### Source extract

In upholding such a moral point of view, professionals have a particularly important role to play, for the professions are the site of specialized knowledge, power and responsibility. Professional codes of ethics, therefore, have to be written with a clear understanding of the ways in which they are grounded in the universal moral order. These codes are not just lists of rules to be followed; they encompass and actualize universal moral principles in real world situations where power is defined on a moment to moment basis. Hence, Cooper does not focus on specific codes and specific rules. Rather, he shows how the professions fit into the larger moral order.

In elaborating this moral order, Cooper draws heavily on Kohlberg’s theory of moral development and Habermas’s theory of discourse ethics. Both Kohlberg and Habermas have been criticized for their adherence to modernist assumptions about rationality and objectivity. But Cooper, who is well aware of these critiques, is not willing to jettison the work of these authors, nor to abandon the commitment to truth and human autonomy that is implied in their work.

### Given data

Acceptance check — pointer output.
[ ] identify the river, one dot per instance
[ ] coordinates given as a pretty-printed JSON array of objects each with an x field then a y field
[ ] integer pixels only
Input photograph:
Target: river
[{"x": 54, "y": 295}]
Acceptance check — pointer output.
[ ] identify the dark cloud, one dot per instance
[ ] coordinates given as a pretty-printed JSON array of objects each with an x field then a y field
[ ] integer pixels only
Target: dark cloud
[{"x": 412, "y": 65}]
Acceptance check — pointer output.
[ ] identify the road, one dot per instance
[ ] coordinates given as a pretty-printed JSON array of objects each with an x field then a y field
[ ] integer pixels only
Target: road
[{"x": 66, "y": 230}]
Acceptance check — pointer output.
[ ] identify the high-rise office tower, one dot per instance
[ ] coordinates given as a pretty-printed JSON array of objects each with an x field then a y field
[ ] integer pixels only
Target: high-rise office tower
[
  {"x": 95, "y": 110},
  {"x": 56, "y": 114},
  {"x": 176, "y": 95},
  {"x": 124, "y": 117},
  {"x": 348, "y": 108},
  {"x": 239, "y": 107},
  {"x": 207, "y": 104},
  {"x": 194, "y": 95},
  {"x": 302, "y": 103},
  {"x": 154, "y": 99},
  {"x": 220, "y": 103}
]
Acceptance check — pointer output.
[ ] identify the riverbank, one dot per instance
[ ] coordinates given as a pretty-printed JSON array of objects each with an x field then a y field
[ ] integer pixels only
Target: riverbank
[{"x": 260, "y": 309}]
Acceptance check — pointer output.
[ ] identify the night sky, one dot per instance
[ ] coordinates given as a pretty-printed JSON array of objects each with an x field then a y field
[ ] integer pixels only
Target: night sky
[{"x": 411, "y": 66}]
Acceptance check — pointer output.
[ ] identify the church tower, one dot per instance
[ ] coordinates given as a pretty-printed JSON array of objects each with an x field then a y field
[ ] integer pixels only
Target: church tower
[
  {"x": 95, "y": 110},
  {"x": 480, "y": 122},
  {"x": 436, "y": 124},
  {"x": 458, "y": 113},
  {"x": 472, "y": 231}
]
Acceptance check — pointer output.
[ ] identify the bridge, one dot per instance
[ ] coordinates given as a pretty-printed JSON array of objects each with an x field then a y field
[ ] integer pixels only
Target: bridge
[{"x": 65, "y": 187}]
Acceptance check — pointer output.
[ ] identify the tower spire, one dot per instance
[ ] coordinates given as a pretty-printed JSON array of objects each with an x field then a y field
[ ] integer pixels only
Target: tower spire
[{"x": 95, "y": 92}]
==
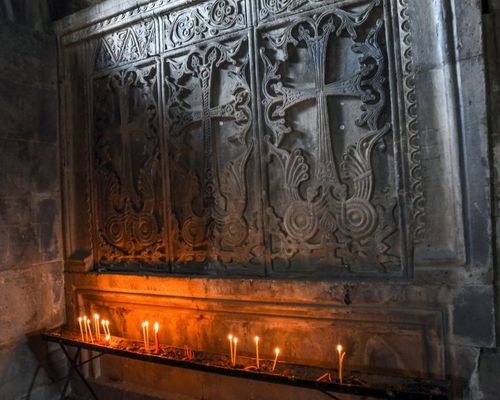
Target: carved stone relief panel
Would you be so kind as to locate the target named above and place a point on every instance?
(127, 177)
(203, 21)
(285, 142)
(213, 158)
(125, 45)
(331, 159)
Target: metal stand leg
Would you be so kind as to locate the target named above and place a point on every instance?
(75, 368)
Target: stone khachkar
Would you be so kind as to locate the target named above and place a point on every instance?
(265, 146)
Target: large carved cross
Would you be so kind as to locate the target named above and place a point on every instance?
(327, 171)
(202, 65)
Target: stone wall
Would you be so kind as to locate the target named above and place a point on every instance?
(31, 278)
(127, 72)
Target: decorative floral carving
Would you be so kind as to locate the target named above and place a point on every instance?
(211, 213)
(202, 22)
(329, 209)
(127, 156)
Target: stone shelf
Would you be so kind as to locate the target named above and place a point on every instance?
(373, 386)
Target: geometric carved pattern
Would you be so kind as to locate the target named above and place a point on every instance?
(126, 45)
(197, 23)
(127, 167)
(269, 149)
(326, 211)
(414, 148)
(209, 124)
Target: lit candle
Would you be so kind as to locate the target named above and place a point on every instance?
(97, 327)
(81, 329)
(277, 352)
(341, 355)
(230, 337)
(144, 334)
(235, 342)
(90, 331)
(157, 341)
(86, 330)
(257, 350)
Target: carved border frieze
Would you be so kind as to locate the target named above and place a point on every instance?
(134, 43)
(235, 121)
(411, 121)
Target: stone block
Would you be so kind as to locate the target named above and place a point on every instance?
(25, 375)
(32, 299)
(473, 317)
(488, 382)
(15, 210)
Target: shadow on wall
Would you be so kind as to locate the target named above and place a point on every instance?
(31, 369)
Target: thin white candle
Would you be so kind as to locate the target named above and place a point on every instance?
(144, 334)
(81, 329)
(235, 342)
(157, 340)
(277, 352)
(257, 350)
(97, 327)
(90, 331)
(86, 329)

### Parts of the exercise
[a] Set down verbatim everything in the passage on professional ethics from "In elaborating this" down to "in their work.".
[b] Locate each line of the rows that contains the string "high", treating case as significant, and copy those lines.
The rows bear no relation to the passage on professional ethics.

### Solution set
[a]
In elaborating this moral order, Cooper draws heavily on Kohlberg’s theory of moral development and Habermas’s theory of discourse ethics. Both Kohlberg and Habermas have been criticized for their adherence to modernist assumptions about rationality and objectivity. But Cooper, who is well aware of these critiques, is not willing to jettison the work of these authors, nor to abandon the commitment to truth and human autonomy that is implied in their work.

[b]
[ ] identify the high-rise office tower, one dot per instance
Target: high-rise office tower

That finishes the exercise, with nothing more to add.